• Task to carry out: The answer must consist of every record, printed exactly as it stands.

Listed entries Block Start

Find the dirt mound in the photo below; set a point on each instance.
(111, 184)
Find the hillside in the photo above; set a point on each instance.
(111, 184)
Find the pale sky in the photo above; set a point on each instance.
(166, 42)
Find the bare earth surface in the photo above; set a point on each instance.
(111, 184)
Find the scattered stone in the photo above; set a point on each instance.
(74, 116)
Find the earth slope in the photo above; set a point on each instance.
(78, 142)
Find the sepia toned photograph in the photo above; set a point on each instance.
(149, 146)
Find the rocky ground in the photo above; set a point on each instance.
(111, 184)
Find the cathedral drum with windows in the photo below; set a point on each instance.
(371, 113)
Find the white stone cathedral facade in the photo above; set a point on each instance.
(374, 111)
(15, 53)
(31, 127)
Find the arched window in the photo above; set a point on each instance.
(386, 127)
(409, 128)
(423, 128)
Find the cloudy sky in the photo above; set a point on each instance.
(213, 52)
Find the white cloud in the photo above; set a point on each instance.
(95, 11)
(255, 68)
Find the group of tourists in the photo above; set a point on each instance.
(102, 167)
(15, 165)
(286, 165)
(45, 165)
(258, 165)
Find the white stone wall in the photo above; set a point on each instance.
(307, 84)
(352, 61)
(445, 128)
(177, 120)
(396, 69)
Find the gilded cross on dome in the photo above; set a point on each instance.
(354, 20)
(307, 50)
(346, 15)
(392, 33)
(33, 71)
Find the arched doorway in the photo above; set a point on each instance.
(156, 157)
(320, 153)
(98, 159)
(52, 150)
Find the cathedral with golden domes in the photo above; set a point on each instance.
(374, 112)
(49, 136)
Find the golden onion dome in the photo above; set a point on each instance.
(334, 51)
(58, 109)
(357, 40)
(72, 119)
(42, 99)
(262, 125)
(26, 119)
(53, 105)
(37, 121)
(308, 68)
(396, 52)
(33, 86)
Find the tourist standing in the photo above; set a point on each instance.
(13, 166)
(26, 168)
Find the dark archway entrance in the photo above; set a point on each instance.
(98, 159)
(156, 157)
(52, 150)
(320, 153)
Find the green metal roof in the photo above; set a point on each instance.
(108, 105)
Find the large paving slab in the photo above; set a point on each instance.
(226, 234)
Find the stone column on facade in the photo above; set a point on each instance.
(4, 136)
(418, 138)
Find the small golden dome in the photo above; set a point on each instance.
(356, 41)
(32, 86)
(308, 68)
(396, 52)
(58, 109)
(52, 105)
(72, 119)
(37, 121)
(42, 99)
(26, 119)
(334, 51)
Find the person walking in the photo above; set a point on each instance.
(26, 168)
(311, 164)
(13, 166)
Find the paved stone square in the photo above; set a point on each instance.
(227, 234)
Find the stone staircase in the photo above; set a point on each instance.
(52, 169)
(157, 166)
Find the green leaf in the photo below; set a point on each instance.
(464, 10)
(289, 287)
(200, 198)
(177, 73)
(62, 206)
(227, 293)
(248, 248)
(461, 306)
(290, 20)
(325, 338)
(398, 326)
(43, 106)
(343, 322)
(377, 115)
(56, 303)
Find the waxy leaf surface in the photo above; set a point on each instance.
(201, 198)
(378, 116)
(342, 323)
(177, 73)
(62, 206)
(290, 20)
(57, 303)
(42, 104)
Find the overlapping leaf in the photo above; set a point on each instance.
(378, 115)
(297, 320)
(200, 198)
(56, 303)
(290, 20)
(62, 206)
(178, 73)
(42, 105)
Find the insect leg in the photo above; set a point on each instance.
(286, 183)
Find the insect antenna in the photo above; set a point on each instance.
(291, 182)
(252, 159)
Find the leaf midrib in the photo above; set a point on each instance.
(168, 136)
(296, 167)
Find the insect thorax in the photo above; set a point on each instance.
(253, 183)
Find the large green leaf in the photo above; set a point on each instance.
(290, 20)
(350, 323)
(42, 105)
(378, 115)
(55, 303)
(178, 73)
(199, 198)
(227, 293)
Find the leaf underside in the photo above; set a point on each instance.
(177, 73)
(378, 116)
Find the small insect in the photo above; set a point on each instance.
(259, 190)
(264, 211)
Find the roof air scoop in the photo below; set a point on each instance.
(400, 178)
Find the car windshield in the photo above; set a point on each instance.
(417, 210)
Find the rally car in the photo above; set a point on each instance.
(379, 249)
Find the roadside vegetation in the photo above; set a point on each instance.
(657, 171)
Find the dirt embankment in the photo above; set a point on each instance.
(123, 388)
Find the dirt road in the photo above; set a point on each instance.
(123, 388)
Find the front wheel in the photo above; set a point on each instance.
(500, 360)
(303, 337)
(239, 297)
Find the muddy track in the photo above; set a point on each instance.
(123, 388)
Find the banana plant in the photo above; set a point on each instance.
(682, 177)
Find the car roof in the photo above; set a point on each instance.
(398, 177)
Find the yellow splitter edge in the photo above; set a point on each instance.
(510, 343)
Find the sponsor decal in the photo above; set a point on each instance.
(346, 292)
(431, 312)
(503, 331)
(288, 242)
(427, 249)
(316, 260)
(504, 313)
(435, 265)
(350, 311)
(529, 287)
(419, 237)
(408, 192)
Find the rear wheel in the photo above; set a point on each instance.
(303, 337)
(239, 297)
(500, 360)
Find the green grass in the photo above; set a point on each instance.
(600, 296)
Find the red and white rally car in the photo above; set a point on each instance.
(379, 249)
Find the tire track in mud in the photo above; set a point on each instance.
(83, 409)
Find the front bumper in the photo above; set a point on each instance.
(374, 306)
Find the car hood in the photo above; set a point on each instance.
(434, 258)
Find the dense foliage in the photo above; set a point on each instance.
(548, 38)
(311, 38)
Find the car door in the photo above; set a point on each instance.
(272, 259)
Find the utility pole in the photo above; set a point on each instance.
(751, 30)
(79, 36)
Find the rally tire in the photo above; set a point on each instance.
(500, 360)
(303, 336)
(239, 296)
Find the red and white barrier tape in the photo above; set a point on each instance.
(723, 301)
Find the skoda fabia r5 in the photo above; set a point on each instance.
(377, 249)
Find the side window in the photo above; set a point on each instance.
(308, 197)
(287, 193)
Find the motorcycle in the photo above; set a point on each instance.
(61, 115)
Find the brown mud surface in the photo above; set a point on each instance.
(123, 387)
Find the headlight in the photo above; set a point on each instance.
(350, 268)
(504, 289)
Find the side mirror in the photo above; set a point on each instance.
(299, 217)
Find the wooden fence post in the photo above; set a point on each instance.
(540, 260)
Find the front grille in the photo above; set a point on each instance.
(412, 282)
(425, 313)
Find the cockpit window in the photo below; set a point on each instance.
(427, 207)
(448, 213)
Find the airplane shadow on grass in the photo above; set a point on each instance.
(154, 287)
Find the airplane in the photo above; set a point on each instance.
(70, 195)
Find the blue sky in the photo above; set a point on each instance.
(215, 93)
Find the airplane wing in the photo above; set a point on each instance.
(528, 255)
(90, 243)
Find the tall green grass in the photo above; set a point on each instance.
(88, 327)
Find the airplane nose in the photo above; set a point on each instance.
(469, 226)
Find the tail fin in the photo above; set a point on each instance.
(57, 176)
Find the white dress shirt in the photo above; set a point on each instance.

Listed entries Block End

• Output:
Find the dirt mound in the photo below; set a point on each instance.
(111, 184)
Find the hillside in the photo above; set a point on each instance.
(111, 184)
Find the pale sky in the photo above; set a point on each instance.
(166, 42)
Find the bare earth surface in the photo above; set a point on each instance.
(111, 184)
Find the scattered stone in the photo above; set a point on each instance.
(74, 116)
Find the earth slope in the photo above; set a point on each instance.
(78, 142)
Find the sepia toned photograph in the photo above; set a point on each instance.
(149, 146)
Find the rocky ground in the photo above; set a point on each instance.
(111, 184)
Find the cathedral drum with windows in the photo below; set a point on each instance.
(371, 113)
Find the white stone cathedral facade in the photo above; set a point on each instance.
(374, 111)
(15, 53)
(31, 127)
Find the arched window in the photo above; set a point on each instance.
(386, 127)
(409, 128)
(423, 128)
Find the cloudy sky in the photo above; set a point on each instance.
(213, 52)
Find the white cloud in the photo above; set a point on each instance.
(95, 11)
(255, 68)
Find the group of tourists in the photo above; set a point on each instance.
(102, 167)
(15, 165)
(286, 165)
(45, 165)
(258, 165)
Find the white stone wall in the photo above; set a point on each instance.
(307, 84)
(352, 61)
(445, 128)
(177, 120)
(396, 69)
Find the gilded cross on dome in the photo above; set a point on each instance.
(354, 20)
(307, 50)
(346, 15)
(392, 33)
(33, 71)
Find the arched doorway in the photo above; set a point on each instance.
(156, 157)
(320, 153)
(98, 159)
(52, 150)
Find the cathedral with golden domes in the photo above; set a point on each instance.
(374, 112)
(49, 136)
Find the golden onion dome in the photo above; set a point on each instance.
(334, 51)
(58, 109)
(357, 40)
(72, 119)
(42, 99)
(262, 125)
(26, 119)
(53, 105)
(37, 121)
(308, 68)
(396, 52)
(33, 86)
Find the tourist standing in the photo above; set a point on each instance.
(13, 166)
(26, 168)
Find the dark archway entrance in the photo above; set a point on each instance.
(98, 159)
(156, 157)
(52, 150)
(320, 153)
Find the green metal roof in the photo above; set a point on each instance.
(108, 105)
Find the large paving slab in the photo above; set a point on each instance.
(226, 234)
Find the stone column on facade in the photo above; set a point on each instance.
(4, 136)
(418, 138)
Find the small golden dome in the photo above; set a point on each instance.
(356, 41)
(32, 86)
(308, 68)
(396, 52)
(58, 109)
(52, 105)
(72, 119)
(37, 121)
(42, 99)
(26, 119)
(334, 51)
Find the person walking in the photo above; set a point on each instance.
(26, 168)
(311, 164)
(13, 166)
Find the paved stone square in the photo above; set a point on each instance.
(227, 234)
Find the stone staircase in the photo above; set a point on each instance.
(52, 169)
(157, 166)
Find the green leaf in the photo below; set a point on each instance.
(464, 10)
(289, 287)
(200, 198)
(177, 73)
(62, 206)
(227, 293)
(248, 248)
(461, 306)
(290, 20)
(325, 338)
(398, 326)
(43, 106)
(343, 322)
(377, 115)
(56, 303)
Find the waxy leaf surface in the photo above; set a point on each instance.
(201, 198)
(378, 116)
(342, 323)
(177, 73)
(62, 206)
(290, 20)
(57, 303)
(42, 104)
Find the overlapping leaf in the photo above; set a point on each instance.
(378, 115)
(297, 320)
(200, 198)
(56, 303)
(290, 20)
(62, 206)
(178, 73)
(42, 105)
Find the insect leg in the photo above; set a point on each instance.
(286, 183)
Find the insect antenna in the photo above; set a point on each instance.
(291, 182)
(252, 159)
Find the leaf midrib in the photo above; set a point on each instance.
(168, 136)
(296, 167)
Find the insect thorax in the photo above; set a point on each instance.
(253, 183)
Find the large green leaf in the photo above; set a point on each instance.
(290, 20)
(350, 323)
(42, 105)
(378, 115)
(55, 303)
(178, 73)
(199, 198)
(227, 293)
Find the leaf underside in the photo above; set a point on each instance.
(177, 73)
(378, 116)
Find the small insect in the photo above; set a point on each instance.
(259, 190)
(264, 211)
Find the roof air scoop in the photo below; set a point on each instance.
(400, 178)
Find the car windshield in the photo above; set a point on each instance.
(417, 210)
Find the rally car in the photo above; set a point on each instance.
(379, 249)
Find the roadside vegetation in the photo above; set a point on each instance.
(657, 171)
Find the dirt embankment in the photo above; set a point on each instance.
(123, 388)
Find the dirt road in the photo above; set a point on each instance.
(123, 388)
Find the front wheel in the photo above; set a point on each instance.
(500, 360)
(303, 337)
(239, 297)
Find the muddy track in the photo above; set a point on each instance.
(123, 388)
Find the banana plant in the photo above; set a point on each instance.
(682, 177)
Find the car roof in the photo above; set a point on each instance.
(398, 177)
Find the yellow splitter edge in the photo above; set a point on each instance.
(510, 343)
Find the sponsor decal in the photo above; set a point on each instance.
(346, 292)
(431, 312)
(503, 331)
(288, 242)
(427, 249)
(316, 260)
(504, 313)
(435, 265)
(350, 311)
(529, 287)
(419, 237)
(408, 192)
Find the rear wheel in the photo above; set a point on each instance.
(303, 337)
(239, 297)
(500, 360)
Find the green grass in the photo above; set a point on each instance.
(600, 296)
Find the red and white rally car in the photo above; set a point on each instance.
(379, 249)
Find the tire track in mud in the photo above; set a point on each instance.
(83, 409)
Find the front bumper in the photo above; set a point on each instance.
(374, 306)
Find the car hood in the photo above; set a point on each instance.
(434, 258)
Find the dense foliage in the photo above; set a point on each instance.
(548, 38)
(311, 38)
Find the car door in the photo above; set a point on each instance.
(272, 259)
Find the utility pole in the photo above; set a point on each instance.
(751, 30)
(79, 36)
Find the rally tire in the photo above; set a point on each instance.
(500, 360)
(303, 336)
(239, 296)
Find the red and white barrier tape in the photo above; set a point on each instance.
(723, 301)
Find the skoda fabia r5 in the photo above; set a point on each instance.
(377, 249)
Find the side window in the photo above; set a point on each instance.
(308, 197)
(287, 193)
Find the motorcycle in the photo above; set a point on each instance.
(61, 115)
Find the brown mud surface in the photo above; set a point on each instance.
(123, 387)
Find the headlight in the photo above; set a point on each instance.
(350, 268)
(504, 289)
Find the side mirror in the photo above; set a point on each instance.
(299, 217)
Find the wooden fence post in the photo above; set a point on each instance.
(540, 260)
Find the front grille in the photo above; set a point on each instance.
(412, 282)
(425, 313)
Find the cockpit window in the photo below; set a point on each instance.
(427, 207)
(448, 213)
Find the airplane shadow on grass in the photo above; set a point on each instance.
(154, 287)
Find the airplane in the photo above; set a point on each instance.
(70, 195)
Find the blue sky in the photo above; set a point on each instance.
(215, 93)
Find the airplane wing in the photo above; set a point on each instance.
(528, 255)
(90, 243)
Find the tall green grass in the photo above; set a point on each instance.
(88, 327)
Find the airplane nose in the photo above; set a point on each instance.
(469, 226)
Find the tail fin in the photo above; set a point on each instance.
(57, 176)
Find the white dress shirt in the photo above; set a point on each instance.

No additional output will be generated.